» **TASK TO CARRY OUT**
Output the data in full and exactly as presented.

Stored data:

+++

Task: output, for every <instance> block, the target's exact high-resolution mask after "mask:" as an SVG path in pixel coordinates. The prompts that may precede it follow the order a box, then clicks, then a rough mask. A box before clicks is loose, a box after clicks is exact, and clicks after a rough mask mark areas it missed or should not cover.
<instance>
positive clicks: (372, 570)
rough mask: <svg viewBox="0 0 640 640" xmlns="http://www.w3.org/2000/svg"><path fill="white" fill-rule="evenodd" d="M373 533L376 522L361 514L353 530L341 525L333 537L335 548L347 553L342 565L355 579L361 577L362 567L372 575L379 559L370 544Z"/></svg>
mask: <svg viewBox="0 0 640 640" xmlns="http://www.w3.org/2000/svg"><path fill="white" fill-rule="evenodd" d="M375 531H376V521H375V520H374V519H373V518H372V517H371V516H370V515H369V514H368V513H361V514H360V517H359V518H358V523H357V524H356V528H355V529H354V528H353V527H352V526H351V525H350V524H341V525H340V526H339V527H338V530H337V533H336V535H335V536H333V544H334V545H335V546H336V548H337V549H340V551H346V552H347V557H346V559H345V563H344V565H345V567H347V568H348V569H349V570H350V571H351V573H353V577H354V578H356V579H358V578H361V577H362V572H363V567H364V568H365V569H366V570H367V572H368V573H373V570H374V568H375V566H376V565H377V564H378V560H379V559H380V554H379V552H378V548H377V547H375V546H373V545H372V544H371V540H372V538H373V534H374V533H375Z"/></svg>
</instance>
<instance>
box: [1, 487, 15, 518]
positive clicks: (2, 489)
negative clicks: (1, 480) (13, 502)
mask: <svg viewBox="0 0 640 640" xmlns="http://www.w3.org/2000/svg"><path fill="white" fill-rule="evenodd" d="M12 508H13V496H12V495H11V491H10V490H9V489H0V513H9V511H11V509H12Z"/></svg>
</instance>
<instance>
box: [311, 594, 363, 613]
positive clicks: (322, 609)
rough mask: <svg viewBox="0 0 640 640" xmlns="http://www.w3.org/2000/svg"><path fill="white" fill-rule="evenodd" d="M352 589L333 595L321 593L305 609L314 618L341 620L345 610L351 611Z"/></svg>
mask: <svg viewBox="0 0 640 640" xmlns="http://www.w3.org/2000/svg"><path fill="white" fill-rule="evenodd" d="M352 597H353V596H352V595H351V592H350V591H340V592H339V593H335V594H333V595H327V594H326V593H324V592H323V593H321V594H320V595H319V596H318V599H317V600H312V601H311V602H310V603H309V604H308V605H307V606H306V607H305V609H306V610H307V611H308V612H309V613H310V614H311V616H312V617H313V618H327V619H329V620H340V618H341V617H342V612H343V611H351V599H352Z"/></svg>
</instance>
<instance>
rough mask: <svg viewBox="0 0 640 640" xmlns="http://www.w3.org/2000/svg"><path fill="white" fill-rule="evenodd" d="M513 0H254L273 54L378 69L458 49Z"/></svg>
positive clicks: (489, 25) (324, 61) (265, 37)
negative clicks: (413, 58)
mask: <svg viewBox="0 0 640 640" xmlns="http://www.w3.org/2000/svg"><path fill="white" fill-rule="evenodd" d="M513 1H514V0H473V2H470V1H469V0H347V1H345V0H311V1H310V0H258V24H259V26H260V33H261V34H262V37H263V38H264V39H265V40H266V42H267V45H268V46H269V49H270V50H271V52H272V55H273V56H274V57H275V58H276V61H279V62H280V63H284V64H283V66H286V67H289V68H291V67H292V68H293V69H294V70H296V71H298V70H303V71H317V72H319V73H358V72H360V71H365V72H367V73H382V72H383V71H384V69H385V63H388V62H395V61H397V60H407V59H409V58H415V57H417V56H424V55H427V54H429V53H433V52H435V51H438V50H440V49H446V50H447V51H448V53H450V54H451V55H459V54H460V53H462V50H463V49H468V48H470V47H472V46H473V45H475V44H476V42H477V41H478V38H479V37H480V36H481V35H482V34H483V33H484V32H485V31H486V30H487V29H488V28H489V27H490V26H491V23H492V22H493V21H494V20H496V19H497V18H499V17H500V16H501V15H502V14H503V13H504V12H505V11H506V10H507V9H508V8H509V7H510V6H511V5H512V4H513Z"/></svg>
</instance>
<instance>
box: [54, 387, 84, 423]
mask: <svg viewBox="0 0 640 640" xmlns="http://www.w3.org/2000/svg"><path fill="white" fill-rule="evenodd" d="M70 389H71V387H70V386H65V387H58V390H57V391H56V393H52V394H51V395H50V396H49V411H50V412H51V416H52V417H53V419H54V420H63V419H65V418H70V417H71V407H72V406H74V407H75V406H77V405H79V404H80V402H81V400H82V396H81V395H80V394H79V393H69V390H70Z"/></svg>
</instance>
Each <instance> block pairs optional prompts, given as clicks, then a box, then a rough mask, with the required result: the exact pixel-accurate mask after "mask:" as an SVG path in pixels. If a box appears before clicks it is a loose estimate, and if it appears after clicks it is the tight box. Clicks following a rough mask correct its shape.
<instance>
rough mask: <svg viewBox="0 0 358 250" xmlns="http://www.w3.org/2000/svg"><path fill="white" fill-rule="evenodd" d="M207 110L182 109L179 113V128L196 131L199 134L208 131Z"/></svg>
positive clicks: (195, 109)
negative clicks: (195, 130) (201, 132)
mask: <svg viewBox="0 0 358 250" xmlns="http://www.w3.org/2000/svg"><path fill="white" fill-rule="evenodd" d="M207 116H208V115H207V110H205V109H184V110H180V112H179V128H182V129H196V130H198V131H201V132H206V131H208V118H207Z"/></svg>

+++

» **EXERCISE RESPONSE**
Task: output, for every <instance> block, the target's exact high-resolution mask after "mask:" as an SVG path in pixel coordinates. The prompts that may precede it follow the order a box, then clicks, then a rough mask. A box before clicks is loose, a box after clicks is exact, and clicks after a rough mask mark areas it missed or should not cover.
<instance>
positive clicks: (372, 570)
rough mask: <svg viewBox="0 0 640 640" xmlns="http://www.w3.org/2000/svg"><path fill="white" fill-rule="evenodd" d="M373 533L376 522L361 514L353 530L341 525L333 537L335 548L347 553L342 565L355 579L361 577L362 567L372 575L379 559L370 544Z"/></svg>
mask: <svg viewBox="0 0 640 640" xmlns="http://www.w3.org/2000/svg"><path fill="white" fill-rule="evenodd" d="M375 531H376V521H375V520H374V519H373V518H372V517H371V516H370V515H369V514H368V513H361V514H360V517H359V518H358V523H357V524H356V528H355V529H354V528H353V527H352V526H351V525H350V524H341V525H340V526H339V527H338V530H337V533H336V535H335V536H333V544H334V545H335V546H336V548H337V549H340V551H346V552H347V557H346V559H345V563H344V565H345V567H347V568H348V569H349V570H350V571H351V573H353V577H354V578H356V579H358V578H361V577H362V572H363V567H364V568H365V569H366V570H367V572H368V573H373V570H374V568H375V566H376V565H377V564H378V560H379V559H380V554H379V552H378V548H377V547H375V546H373V545H372V544H371V540H372V538H373V534H374V533H375Z"/></svg>
</instance>
<instance>
box: [1, 487, 15, 518]
positive clicks: (2, 489)
negative clicks: (1, 480) (13, 502)
mask: <svg viewBox="0 0 640 640" xmlns="http://www.w3.org/2000/svg"><path fill="white" fill-rule="evenodd" d="M12 508H13V496H12V495H11V491H10V490H9V489H0V513H9V511H11V509H12Z"/></svg>
</instance>
<instance>
box: [311, 594, 363, 613]
positive clicks: (322, 609)
rough mask: <svg viewBox="0 0 640 640" xmlns="http://www.w3.org/2000/svg"><path fill="white" fill-rule="evenodd" d="M352 589L333 595L321 593L305 609L314 618L341 620L345 610L351 611Z"/></svg>
mask: <svg viewBox="0 0 640 640" xmlns="http://www.w3.org/2000/svg"><path fill="white" fill-rule="evenodd" d="M352 597H353V596H352V595H351V592H350V591H340V592H339V593H335V594H333V595H327V594H326V593H324V592H323V593H321V594H320V595H319V596H318V599H317V600H312V601H311V602H310V603H309V604H308V605H307V606H306V607H305V609H306V610H307V611H308V612H309V613H310V614H311V616H312V617H313V618H327V619H329V620H340V618H341V617H342V612H343V611H351V599H352Z"/></svg>
</instance>
<instance>
rough mask: <svg viewBox="0 0 640 640" xmlns="http://www.w3.org/2000/svg"><path fill="white" fill-rule="evenodd" d="M513 0H254L273 54L378 69L458 49Z"/></svg>
positive clicks: (489, 25) (324, 61) (265, 37)
negative clicks: (413, 58)
mask: <svg viewBox="0 0 640 640" xmlns="http://www.w3.org/2000/svg"><path fill="white" fill-rule="evenodd" d="M513 1H514V0H473V2H470V1H469V0H347V1H345V0H311V1H310V0H258V24H259V26H260V33H261V34H262V37H263V38H264V39H265V40H266V42H267V45H268V46H269V49H270V50H271V52H272V55H273V56H274V57H275V58H276V61H279V62H280V63H284V64H283V66H286V67H289V68H291V67H292V68H293V69H294V70H296V71H298V70H303V71H317V72H319V73H358V72H360V71H365V72H367V73H382V72H383V71H384V69H385V63H388V62H395V61H397V60H407V59H409V58H415V57H417V56H424V55H427V54H429V53H433V52H435V51H438V50H440V49H446V50H447V51H448V53H450V54H451V55H459V54H460V53H462V50H463V49H468V48H470V47H472V46H473V45H475V44H476V42H477V41H478V38H479V37H480V36H481V35H482V34H483V33H484V32H485V31H486V30H487V29H488V28H489V27H490V26H491V23H492V22H493V21H494V20H496V19H497V18H499V17H500V16H501V15H502V14H503V13H504V12H505V11H506V10H507V9H508V8H509V7H510V6H511V5H512V4H513Z"/></svg>
</instance>
<instance>
box: [54, 387, 84, 423]
mask: <svg viewBox="0 0 640 640" xmlns="http://www.w3.org/2000/svg"><path fill="white" fill-rule="evenodd" d="M70 389H71V387H70V386H65V387H58V390H57V391H56V393H52V394H51V395H50V396H49V411H50V412H51V416H52V417H53V419H54V420H63V419H65V418H70V417H71V407H72V406H74V407H75V406H77V405H79V404H80V402H81V400H82V396H81V395H80V394H79V393H69V390H70Z"/></svg>
</instance>
Each <instance> block pairs optional prompts, given as clicks, then a box, then a rough mask, with the required result: the exact pixel-accurate mask after "mask:" as an SVG path in pixels. If a box appears before clicks it is a loose estimate, and if it appears after clicks it is the tight box. Clicks following a rough mask correct its shape.
<instance>
rough mask: <svg viewBox="0 0 358 250" xmlns="http://www.w3.org/2000/svg"><path fill="white" fill-rule="evenodd" d="M207 110L182 109L179 113V128L196 131L199 134L208 131Z"/></svg>
positive clicks: (195, 109)
negative clicks: (195, 130) (201, 132)
mask: <svg viewBox="0 0 358 250" xmlns="http://www.w3.org/2000/svg"><path fill="white" fill-rule="evenodd" d="M207 116H208V115H207V110H205V109H184V110H180V112H179V128H182V129H196V130H198V131H201V132H206V131H208V118H207Z"/></svg>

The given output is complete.